** SOAL LATIHAN 1 **
Tulis ulang bagian berita tentang pemuda penggerak perubahan di antara "Dr Hendri menyebut" dan "Waar peserta SMT.", termasuk kedua batas itu. Tukar "santri" dengan "pelajar" di dalamnya.
** SOAL LATIHAN 2 **
Ringkas berita tentang pemuda penggerak perubahan dalam dua kalimat.
** SOAL LATIHAN 3 **
Tolong lanjutkan berita tentang pemuda penggerak perubahan mulai dari kalimat terakhirnya.

BEKASI, AFKNNEWS–Dalam catatan sejarah, banyak pemuda yang menjadi penggerak terjadinya perubahan. Hal ini diungkap Dr Hendri Shalahuddin, MA saat menjadi pemateri hari kelima Study Motivation Training (SMT) 2024 di Pondok Pesantren Nuu Waar Al Fatih Kaaffah Nusantara (AFKN), Setu Kabupaten Bekasi, Jawa Barat, Senin (15/7/2024).
Dr Hendri menyebut nama sahabat Rasulullah Shallallahu alaihi wa sallam Usamah bin Zaid. “Usamah bin Zaid usianya 18 tahun dipercaya oleh Nabi untuk memimpin perang. Orang yang dipimpinnya itu sahabat sahabat Nabi yang lebih senior,” ungkap Dr Hendri kepada ratusan santri Nuu Waar peserta SMT.
Kemudian Sultan Muhammad Al-Fatih. Pada usia 19 tahun Al Fatih telah diangkat menjadi Sultan. Kemudian usia 21 tahun berhasil menaklukkan Konstantinopel.

“Setelah ditaklukan nama Konstantinopel diganti menjadi Istanbul asal katanya the city of Islam. Artinya kota Islam, Darul Islam, negeri Islam,” ujar Dr Hendri, Dosen Universitas Darussalam Gontor ini.
Dalam satu literasi, jelas Dr Hendri, Sultan Al Fatih adalah sosok yang jarang tertawa terbahak-bahak. Dia sangat cerdas. Sangat pintar dan kuat.
“Kuat sekali menahan dingin. Cuaca di Turki itu, di Istanbul itu paling dingin minus tujuh. Kulkas itu nol derajat, bisa membuat air beku,” ungkap Dr Hendri.
Sultan Al Fatih juga kuat menahan panas. Di Turki di perbatasan Suriah kalau muslim panas 50 derajat.

** CATATAN DATASET **
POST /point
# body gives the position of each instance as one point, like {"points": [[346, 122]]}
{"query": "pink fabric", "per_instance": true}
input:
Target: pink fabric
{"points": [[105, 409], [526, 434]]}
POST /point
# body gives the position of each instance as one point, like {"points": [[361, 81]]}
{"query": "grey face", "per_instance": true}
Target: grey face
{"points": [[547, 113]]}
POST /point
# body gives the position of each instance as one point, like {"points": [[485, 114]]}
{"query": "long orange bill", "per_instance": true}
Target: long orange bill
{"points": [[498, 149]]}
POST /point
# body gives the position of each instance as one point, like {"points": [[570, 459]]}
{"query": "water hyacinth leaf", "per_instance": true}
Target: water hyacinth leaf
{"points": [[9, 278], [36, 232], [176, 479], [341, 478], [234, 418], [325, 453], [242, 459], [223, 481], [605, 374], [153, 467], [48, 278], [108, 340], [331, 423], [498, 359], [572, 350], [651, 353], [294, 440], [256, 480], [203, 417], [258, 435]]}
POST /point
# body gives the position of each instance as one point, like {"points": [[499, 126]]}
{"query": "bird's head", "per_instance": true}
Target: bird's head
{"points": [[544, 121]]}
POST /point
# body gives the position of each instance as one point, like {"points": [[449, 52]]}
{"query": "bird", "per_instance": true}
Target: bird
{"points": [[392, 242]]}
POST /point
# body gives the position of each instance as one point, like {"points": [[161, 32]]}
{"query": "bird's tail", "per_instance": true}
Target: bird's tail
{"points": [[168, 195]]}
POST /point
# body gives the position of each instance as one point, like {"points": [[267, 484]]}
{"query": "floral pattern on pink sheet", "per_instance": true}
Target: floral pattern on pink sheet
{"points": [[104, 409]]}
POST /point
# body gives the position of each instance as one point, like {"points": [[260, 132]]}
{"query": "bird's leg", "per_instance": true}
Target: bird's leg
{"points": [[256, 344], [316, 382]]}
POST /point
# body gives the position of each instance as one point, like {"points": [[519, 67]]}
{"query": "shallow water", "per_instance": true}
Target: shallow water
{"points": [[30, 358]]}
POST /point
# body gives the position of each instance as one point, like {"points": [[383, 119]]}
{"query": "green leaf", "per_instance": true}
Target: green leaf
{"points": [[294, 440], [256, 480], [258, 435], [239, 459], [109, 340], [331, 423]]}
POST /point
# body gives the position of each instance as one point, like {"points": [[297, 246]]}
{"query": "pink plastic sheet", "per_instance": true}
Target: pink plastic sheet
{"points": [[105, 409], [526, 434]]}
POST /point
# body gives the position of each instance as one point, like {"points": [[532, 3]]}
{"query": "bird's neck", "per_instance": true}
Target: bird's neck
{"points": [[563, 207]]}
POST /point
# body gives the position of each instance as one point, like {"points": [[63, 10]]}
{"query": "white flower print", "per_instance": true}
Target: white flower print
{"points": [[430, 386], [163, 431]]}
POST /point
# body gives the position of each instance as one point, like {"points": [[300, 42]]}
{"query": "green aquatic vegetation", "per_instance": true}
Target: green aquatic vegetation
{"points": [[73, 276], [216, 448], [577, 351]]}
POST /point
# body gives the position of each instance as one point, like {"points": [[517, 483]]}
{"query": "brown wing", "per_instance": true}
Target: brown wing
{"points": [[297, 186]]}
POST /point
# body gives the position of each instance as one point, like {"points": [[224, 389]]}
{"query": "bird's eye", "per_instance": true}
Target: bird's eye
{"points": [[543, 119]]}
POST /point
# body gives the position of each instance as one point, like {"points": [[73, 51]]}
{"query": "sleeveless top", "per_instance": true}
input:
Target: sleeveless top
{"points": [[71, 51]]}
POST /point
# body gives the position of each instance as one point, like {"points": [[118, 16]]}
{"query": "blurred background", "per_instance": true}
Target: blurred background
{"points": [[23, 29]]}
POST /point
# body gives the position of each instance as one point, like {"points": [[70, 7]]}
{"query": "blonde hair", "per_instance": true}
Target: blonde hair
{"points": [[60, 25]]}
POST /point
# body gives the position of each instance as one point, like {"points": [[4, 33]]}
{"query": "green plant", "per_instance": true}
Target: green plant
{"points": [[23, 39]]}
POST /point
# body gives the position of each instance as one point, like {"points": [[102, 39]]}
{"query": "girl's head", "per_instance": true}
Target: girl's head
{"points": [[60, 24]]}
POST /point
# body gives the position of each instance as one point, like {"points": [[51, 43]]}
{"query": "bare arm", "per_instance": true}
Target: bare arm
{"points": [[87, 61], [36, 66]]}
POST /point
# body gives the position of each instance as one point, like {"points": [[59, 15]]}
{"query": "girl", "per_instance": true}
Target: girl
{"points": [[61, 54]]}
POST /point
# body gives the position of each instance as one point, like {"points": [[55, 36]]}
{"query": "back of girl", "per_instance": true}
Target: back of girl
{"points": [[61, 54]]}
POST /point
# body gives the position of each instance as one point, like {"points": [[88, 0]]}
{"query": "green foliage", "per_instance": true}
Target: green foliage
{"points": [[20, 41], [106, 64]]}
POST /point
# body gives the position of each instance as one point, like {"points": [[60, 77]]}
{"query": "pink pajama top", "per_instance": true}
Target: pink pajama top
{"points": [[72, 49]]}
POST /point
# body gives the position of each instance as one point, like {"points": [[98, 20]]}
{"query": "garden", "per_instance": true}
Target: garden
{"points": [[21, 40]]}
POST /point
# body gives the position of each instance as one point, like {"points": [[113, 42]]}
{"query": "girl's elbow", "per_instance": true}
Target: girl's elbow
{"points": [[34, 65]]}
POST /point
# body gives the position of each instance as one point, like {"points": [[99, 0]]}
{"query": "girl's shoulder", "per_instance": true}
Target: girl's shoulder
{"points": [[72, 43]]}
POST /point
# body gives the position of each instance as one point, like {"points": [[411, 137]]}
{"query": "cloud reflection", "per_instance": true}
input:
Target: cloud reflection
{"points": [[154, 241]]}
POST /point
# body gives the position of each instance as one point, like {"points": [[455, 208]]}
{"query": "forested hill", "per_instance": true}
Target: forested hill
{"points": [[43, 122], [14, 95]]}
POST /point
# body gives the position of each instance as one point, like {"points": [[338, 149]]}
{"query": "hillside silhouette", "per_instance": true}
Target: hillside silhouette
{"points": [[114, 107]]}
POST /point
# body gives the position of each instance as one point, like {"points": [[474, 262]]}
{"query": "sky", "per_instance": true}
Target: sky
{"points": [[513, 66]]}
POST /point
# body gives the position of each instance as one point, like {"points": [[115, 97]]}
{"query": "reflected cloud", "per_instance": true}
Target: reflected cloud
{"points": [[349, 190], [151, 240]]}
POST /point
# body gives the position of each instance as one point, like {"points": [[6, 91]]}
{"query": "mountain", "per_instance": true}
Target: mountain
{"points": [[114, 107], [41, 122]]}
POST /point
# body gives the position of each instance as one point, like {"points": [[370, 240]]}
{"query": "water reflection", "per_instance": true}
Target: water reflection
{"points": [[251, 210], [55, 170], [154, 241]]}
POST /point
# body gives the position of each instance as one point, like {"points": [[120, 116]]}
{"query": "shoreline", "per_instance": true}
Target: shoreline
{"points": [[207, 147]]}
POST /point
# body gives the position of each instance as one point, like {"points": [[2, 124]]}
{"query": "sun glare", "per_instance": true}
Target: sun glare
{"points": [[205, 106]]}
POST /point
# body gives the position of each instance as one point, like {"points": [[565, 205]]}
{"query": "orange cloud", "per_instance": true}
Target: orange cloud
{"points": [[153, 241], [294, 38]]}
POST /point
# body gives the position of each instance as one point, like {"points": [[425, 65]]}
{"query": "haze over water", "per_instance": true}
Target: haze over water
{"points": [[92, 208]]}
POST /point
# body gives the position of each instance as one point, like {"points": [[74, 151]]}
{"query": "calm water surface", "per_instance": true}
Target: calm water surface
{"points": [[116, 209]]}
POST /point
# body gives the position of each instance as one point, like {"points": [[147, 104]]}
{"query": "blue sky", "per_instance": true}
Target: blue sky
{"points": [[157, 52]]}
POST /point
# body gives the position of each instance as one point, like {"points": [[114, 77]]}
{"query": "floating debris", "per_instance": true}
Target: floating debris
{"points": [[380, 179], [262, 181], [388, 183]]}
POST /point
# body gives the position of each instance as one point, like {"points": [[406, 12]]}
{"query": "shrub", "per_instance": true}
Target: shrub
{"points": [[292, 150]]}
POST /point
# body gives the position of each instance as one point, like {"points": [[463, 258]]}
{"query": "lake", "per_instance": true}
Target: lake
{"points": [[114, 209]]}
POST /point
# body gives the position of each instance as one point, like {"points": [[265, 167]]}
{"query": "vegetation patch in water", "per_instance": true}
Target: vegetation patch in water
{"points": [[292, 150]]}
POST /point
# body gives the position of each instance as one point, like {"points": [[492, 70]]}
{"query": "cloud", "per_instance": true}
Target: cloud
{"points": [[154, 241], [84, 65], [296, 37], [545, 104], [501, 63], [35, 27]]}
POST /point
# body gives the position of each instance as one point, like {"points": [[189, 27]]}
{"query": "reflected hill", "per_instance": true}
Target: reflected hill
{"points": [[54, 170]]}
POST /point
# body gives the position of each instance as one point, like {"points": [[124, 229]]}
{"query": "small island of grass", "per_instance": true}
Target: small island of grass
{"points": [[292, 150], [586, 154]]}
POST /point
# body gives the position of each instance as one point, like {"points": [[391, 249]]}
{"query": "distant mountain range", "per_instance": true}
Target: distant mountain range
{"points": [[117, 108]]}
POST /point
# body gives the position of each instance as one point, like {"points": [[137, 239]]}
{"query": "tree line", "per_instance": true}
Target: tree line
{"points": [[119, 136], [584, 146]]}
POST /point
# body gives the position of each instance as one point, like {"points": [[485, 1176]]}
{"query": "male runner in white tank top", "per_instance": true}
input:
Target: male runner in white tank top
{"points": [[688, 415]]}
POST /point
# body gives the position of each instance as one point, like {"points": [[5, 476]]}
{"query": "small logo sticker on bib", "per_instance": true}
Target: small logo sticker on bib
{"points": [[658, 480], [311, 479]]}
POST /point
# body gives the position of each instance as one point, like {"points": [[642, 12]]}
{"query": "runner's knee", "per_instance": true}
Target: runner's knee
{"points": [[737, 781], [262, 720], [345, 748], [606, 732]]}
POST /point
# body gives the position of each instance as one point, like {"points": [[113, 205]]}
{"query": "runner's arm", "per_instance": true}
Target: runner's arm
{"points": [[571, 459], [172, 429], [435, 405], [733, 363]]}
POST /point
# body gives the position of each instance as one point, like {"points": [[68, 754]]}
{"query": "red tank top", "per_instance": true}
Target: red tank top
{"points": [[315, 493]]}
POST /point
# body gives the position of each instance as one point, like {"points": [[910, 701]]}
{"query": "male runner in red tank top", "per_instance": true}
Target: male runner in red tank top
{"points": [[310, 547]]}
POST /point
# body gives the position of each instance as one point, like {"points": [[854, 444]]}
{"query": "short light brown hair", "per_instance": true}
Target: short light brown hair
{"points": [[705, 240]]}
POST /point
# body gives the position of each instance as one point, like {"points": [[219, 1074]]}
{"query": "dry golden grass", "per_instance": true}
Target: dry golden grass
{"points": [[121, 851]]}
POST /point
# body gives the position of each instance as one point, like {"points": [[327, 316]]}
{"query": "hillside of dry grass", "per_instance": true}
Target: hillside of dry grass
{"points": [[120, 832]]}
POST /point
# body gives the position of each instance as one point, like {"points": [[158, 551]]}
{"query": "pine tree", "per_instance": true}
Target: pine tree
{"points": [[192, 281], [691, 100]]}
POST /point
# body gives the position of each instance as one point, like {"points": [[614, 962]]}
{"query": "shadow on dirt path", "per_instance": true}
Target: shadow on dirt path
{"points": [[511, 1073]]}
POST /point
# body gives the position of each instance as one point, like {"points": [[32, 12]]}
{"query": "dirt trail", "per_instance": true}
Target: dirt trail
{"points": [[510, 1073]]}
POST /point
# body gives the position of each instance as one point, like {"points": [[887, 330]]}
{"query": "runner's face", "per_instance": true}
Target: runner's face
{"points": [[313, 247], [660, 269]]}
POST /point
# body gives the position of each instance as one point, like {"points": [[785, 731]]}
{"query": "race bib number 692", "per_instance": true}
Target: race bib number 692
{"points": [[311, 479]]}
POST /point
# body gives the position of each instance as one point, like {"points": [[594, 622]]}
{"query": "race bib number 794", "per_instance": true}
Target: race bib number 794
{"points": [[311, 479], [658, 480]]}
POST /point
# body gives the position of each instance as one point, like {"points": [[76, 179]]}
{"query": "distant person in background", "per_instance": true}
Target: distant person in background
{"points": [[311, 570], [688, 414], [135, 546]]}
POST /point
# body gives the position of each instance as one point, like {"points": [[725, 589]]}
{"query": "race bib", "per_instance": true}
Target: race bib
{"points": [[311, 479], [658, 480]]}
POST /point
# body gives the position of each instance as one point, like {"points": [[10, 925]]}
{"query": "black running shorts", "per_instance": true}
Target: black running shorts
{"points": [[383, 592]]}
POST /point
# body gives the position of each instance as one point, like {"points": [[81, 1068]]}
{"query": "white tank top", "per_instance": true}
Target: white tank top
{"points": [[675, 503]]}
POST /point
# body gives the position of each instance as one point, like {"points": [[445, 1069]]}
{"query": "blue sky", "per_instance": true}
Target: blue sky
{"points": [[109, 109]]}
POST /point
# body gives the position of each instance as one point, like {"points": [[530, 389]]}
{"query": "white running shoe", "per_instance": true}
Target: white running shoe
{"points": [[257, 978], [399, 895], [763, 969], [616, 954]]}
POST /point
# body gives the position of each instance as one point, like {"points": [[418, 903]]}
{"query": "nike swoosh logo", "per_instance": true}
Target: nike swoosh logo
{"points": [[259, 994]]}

** HASIL PENGERJAAN 1 **
Dr Hendri menyebut nama sahabat Rasulullah Shallallahu alaihi wa sallam Usamah bin Zaid. “Usamah bin Zaid usianya 18 tahun dipercaya oleh Nabi untuk memimpin perang. Orang yang dipimpinnya itu sahabat sahabat Nabi yang lebih senior,” ungkap Dr Hendri kepada ratusan pelajar Nuu Waar peserta SMT.

** HASIL PENGERJAAN 2 **
Pada hari kelima Study Motivation Training (SMT) 2024 di Pondok Pesantren Nuu Waar AFKN, Bekasi, Dr Hendri Shalahuddin menyampaikan bahwa banyak pemuda menjadi penggerak perubahan dalam sejarah, misalnya Usamah bin Zaid yang dipercaya Nabi memimpin perang pada usia 18 tahun. Ia juga mencontohkan Sultan Muhammad Al-Fatih, yang diangkat menjadi sultan pada usia 19 tahun, menaklukkan Konstantinopel pada usia 21 tahun, serta dikenal cerdas dan kuat menahan dingin maupun panas.

** HASIL PENGERJAAN 3 **
“Di Indonesia di Jakarta paling panas 36 derajat. Kalau 50 derajat wah pusing. Sultan Al Fatih kuat. Kuat menahan lapar dan haus,” kata Dr Hendri.
Sultan Al Fatih pandai menguasai bahasa asing. Bisa bahasa Turki, Yunani, Serbia, Arab dan bahasa asing lainnya. Ia juga berwawasan global, pandai geografi dan memahami budaya bangsa dunia.

Dalam konteks Indonesia, sebagai pemuda penggerak Dr Hendri menyebut nama Bung Tomo. Pada 10 November 1945, Bung Tomo yang saat itu berusia 45 tahun memimpin perlawanan besar-besaran rakyat Indonesia di Surabaya melawan sekutu. Momen tersebut kemudian ditetapkan sebagai Hari Pahlawan.
“Ada lagi Jenderal Sudirman. Berusia 29 tahun saat diangkat menjadi Panglima Besar TKR (Tentara Keamanan Rakyat) sekarang TNI,” kata Dr Hendri.
Pemuda penggerak lainnya adalah tiga bersaudara pendiri Pondok Modern Gontor pada tahun 1926.
Mereka adalah Ahmad Sahal saat itu berusia 25 tahun. Kemudian Zainuddin Fananie saat itu berusia 18 tahun. Dan Imam Zarkasyi saat itu berusia 16 tahun.
Pada kesempatan ini, Dr Hendri mendorong santri Nuu Waar untuk mengambil teladan menjadi pemuda penggerak dan menggerakkan.
“Pemuda itu penggerak dan menggerakkan,” tegas Dr Hendri.
Menurut Dr Hendri, tantangan pemuda saat ini semakin kompleks, yakni invasi pemikiran.

Pertama, feminisme. Para aktivitis feminisme, mereka membenci wanita yang tidak sepaham dengan mereka.
Kedua, pluralisme agama. Menurut Dr Hendri, pluralisme agama adalah bentuk syirik modern.
“Karena mengakui agama sama benarnya. Sama-sama menyembah Tuhan yang sama. Ini yang namanya syirik modern,” ujar Dr Hendri.
Ketiga, sekularisme. “Sekularisme ini kalau sekolah gak usah bawa-bawa agama. Kalau ke kantor gak usah bawa bawa agama. Kalau kerja gak usah bawa bawa agama. Agama hanya ada di Masjid,” terang Dr Hendri.
Keempat, liberalisme.
Kelima, ekstrimisme. “Orang merayakan maulid dikafirkan. Anti perbedaan. Padahal dalam Islam sangat lentur dalam masalah-masalah fikih,” kata Dr Hendri.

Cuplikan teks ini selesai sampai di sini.